» **Bloc de texte**
4 – Les choses s’aggravent encore un peu plus, lorsqu’on écoute ce que dit Alain Duhamel sur Jean-Luc Mélenchon, dans le reportage réalisé par Gérard Miller ! On se demande tout d’abord s’il n’est pas ouvertement de mauvaise foi, tellement le discours est injurieux ! Comment c’est possible ? Comment un homme qui se fait passer pour prestigieux analyste politique, peut-il sortir les inepties déconcertantes qu’il débite avec conviction, comme s’il était devenu soudain débile ou sénile avant l’âge! Le jugement humiliant qu’il prononce sur l’homme politique JL Mélenchon, frise la diffamation et se situe réellement dans la subjectivité outrancière d’un parti pris évident et l’ignorance flagrante d’un devoir de neutralité objective quand on occupe une place comme la sienne !
Ce qui m’étonne le plus, c’est que compte tenu de son âge, de sa fonction et de son « expérience », cet homme pense encore, comme n’importe quel gamin immature, que ses convictions sont une sorte d’équivalence de la vérité indiscutable et la référence universelle de ce qui est juste ! C’est très étonnant de la part de cet homme qui devrait savoir que le contraire d’une vérité ce n’est pas l’erreur mais une vérité contraire et que par conséquent la vérité est toujours relative, comme tout le reste dans ce monde! Personne ne détient la vérité, sauf ceux qui ont un esprit sectaire, pratiquant le sectarisme et pensant que leurs convictions sont indiscutables et normes de vérité non relativisables!

» **Matériel fourni**
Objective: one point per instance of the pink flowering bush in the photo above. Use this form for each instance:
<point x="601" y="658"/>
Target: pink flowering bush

» **Consigne 1**
Réécrivez sous forme de liste le paragraphe du texte qui commence par « Ce qui m’étonne le plus », en conservant ses idées principales.
» **Consigne 2**
Recopiez sans rien changer le passage du texte qui va de « 4 – Les choses » à « la sienne ! ».

» **Réponse complète 1**
- Malgré son âge, sa fonction et son « expérience », cet homme pense encore, comme un gamin immature, que ses convictions équivalent à la vérité indiscutable et à la référence universelle de ce qui est juste.
- Il devrait savoir que le contraire d’une vérité n’est pas l’erreur, mais une vérité contraire.
- La vérité est donc toujours relative, comme tout le reste dans ce monde.
- Personne ne détient la vérité, sauf les esprits sectaires qui pratiquent le sectarisme et tiennent leurs convictions pour indiscutables et pour des normes de vérité non relativisables.

» **Réponse complète 2**
4 – Les choses s’aggravent encore un peu plus, lorsqu’on écoute ce que dit Alain Duhamel sur Jean-Luc Mélenchon, dans le reportage réalisé par Gérard Miller ! On se demande tout d’abord s’il n’est pas ouvertement de mauvaise foi, tellement le discours est injurieux ! Comment c’est possible ? Comment un homme qui se fait passer pour prestigieux analyste politique, peut-il sortir les inepties déconcertantes qu’il débite avec conviction, comme s’il était devenu soudain débile ou sénile avant l’âge! Le jugement humiliant qu’il prononce sur l’homme politique JL Mélenchon, frise la diffamation et se situe réellement dans la subjectivité outrancière d’un parti pris évident et l’ignorance flagrante d’un devoir de neutralité objective quand on occupe une place comme la sienne !